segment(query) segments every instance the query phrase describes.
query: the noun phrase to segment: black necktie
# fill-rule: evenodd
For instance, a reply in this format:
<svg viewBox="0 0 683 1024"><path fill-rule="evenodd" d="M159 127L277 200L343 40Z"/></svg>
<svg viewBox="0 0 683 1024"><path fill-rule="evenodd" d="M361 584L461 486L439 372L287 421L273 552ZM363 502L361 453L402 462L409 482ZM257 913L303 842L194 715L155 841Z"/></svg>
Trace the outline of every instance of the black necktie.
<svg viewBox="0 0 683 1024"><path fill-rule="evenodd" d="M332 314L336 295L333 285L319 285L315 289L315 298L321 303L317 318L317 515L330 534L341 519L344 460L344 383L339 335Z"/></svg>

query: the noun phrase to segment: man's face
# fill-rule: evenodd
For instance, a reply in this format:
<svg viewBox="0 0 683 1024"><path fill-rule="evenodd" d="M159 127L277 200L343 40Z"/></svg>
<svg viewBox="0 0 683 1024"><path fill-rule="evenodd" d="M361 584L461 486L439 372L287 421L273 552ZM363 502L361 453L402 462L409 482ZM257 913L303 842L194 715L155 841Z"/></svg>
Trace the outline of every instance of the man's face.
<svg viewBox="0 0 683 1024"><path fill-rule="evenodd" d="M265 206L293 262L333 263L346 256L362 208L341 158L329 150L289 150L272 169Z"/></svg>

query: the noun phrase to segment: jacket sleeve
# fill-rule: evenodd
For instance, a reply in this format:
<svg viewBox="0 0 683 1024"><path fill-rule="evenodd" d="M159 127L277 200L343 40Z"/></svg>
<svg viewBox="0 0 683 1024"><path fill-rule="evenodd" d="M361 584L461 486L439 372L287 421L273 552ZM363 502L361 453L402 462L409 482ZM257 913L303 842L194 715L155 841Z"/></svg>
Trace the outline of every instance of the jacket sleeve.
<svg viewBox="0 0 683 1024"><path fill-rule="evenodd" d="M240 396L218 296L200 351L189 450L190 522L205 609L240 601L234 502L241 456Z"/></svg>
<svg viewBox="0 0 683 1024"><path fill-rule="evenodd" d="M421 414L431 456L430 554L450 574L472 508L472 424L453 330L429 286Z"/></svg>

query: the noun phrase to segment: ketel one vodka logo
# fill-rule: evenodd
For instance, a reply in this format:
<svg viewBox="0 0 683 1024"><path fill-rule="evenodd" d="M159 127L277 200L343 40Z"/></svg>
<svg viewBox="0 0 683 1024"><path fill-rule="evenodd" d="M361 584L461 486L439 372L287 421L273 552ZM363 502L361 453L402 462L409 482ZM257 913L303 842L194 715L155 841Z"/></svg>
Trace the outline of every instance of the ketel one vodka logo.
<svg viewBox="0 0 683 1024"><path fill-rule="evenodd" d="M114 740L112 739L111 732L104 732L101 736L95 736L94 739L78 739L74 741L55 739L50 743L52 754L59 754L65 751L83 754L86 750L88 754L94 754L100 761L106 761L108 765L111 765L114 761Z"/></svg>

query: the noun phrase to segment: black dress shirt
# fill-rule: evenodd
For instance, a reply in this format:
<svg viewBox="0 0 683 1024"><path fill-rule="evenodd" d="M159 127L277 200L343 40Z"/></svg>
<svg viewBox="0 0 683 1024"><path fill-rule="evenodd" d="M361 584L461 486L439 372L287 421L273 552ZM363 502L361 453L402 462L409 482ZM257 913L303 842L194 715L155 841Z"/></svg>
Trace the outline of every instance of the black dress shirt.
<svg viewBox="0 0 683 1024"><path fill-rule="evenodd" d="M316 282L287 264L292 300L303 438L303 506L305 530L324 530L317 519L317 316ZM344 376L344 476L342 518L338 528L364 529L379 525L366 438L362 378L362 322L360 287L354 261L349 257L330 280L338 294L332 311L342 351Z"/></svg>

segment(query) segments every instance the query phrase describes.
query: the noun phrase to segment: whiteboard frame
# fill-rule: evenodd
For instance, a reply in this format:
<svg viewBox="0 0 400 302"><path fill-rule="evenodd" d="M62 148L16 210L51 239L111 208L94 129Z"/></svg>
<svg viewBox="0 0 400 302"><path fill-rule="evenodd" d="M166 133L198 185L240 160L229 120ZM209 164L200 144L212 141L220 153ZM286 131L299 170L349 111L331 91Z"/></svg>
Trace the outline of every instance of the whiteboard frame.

---

TO BE DONE: Take the entries above and transcribe them exactly.

FULL OUTPUT:
segment(query) segments every instance the query phrase describes.
query: the noun phrase to segment: black necktie
# fill-rule: evenodd
For instance, a reply in this format:
<svg viewBox="0 0 683 1024"><path fill-rule="evenodd" d="M159 127L277 200L343 40Z"/></svg>
<svg viewBox="0 0 683 1024"><path fill-rule="evenodd" d="M361 584L461 486L439 372L287 421L273 552ZM363 502L361 453L402 462L409 482ZM257 913L303 842L194 715L155 841Z"/></svg>
Trace the outline of every instance of the black necktie.
<svg viewBox="0 0 683 1024"><path fill-rule="evenodd" d="M332 314L336 295L333 285L319 285L315 289L315 298L321 303L317 318L317 515L330 534L341 519L344 460L344 383L339 335Z"/></svg>

query: the noun phrase to segment: man's face
# fill-rule: evenodd
For instance, a reply in this format:
<svg viewBox="0 0 683 1024"><path fill-rule="evenodd" d="M159 127L277 200L343 40Z"/></svg>
<svg viewBox="0 0 683 1024"><path fill-rule="evenodd" d="M361 584L461 486L439 372L287 421L273 552ZM363 502L361 453L402 462L409 482ZM257 913L303 842L194 715L155 841Z"/></svg>
Trace the outline of every instance of the man's face.
<svg viewBox="0 0 683 1024"><path fill-rule="evenodd" d="M265 206L293 262L333 263L346 256L362 208L341 158L329 150L289 150L272 169Z"/></svg>

query: the noun phrase to segment: jacket sleeve
# fill-rule: evenodd
For instance, a reply in this format:
<svg viewBox="0 0 683 1024"><path fill-rule="evenodd" d="M159 127L277 200L343 40Z"/></svg>
<svg viewBox="0 0 683 1024"><path fill-rule="evenodd" d="M361 584L461 486L439 372L287 421L273 552ZM363 502L361 453L402 462L409 482ZM257 913L303 842L194 715L155 841Z"/></svg>
Trace the outline of every instance of the jacket sleeve.
<svg viewBox="0 0 683 1024"><path fill-rule="evenodd" d="M240 396L218 296L200 351L189 450L190 522L205 609L240 601L234 502L241 456Z"/></svg>
<svg viewBox="0 0 683 1024"><path fill-rule="evenodd" d="M421 414L431 456L430 554L450 574L472 508L472 424L453 330L429 286Z"/></svg>

query: the noun phrase to segment: ketel one vodka logo
# fill-rule: evenodd
For instance, a reply in this format:
<svg viewBox="0 0 683 1024"><path fill-rule="evenodd" d="M159 127L277 200L343 40Z"/></svg>
<svg viewBox="0 0 683 1024"><path fill-rule="evenodd" d="M361 584L461 486L439 372L287 421L273 552ZM363 502L361 453L402 462L409 482ZM257 913L303 842L194 715L155 841Z"/></svg>
Trace the outline of every instance of the ketel one vodka logo.
<svg viewBox="0 0 683 1024"><path fill-rule="evenodd" d="M114 740L112 739L111 732L104 732L101 736L95 736L94 739L78 739L74 741L55 739L50 743L52 754L59 754L65 751L83 754L86 750L88 754L94 754L100 761L106 761L108 765L111 765L114 761Z"/></svg>

query: the noun phrase to segment: black dress shirt
# fill-rule: evenodd
For instance, a reply in this format:
<svg viewBox="0 0 683 1024"><path fill-rule="evenodd" d="M159 127L277 200L343 40Z"/></svg>
<svg viewBox="0 0 683 1024"><path fill-rule="evenodd" d="M361 584L461 486L439 372L287 421L273 552ZM363 502L361 453L402 462L409 482ZM257 913L303 842L194 715L155 841Z"/></svg>
Trace the outline of every instance of the black dress shirt.
<svg viewBox="0 0 683 1024"><path fill-rule="evenodd" d="M316 282L287 264L292 300L303 438L303 506L305 530L324 530L317 519L317 316ZM344 376L344 476L342 518L338 528L364 529L379 525L366 438L362 378L362 322L360 287L354 261L349 257L330 280L338 294L332 311L342 351Z"/></svg>

segment(query) segments every instance the query phrase describes.
query: the noun phrase to segment: whiteboard frame
# fill-rule: evenodd
For instance, a reply in this format:
<svg viewBox="0 0 400 302"><path fill-rule="evenodd" d="M62 148L16 210L51 239L111 208L94 129Z"/></svg>
<svg viewBox="0 0 400 302"><path fill-rule="evenodd" d="M166 133L198 185L240 160L229 120ZM209 164L200 144L212 141L220 153ZM286 131L299 170L349 111L331 91Z"/></svg>
Trace the outline of every instance of the whiteboard frame.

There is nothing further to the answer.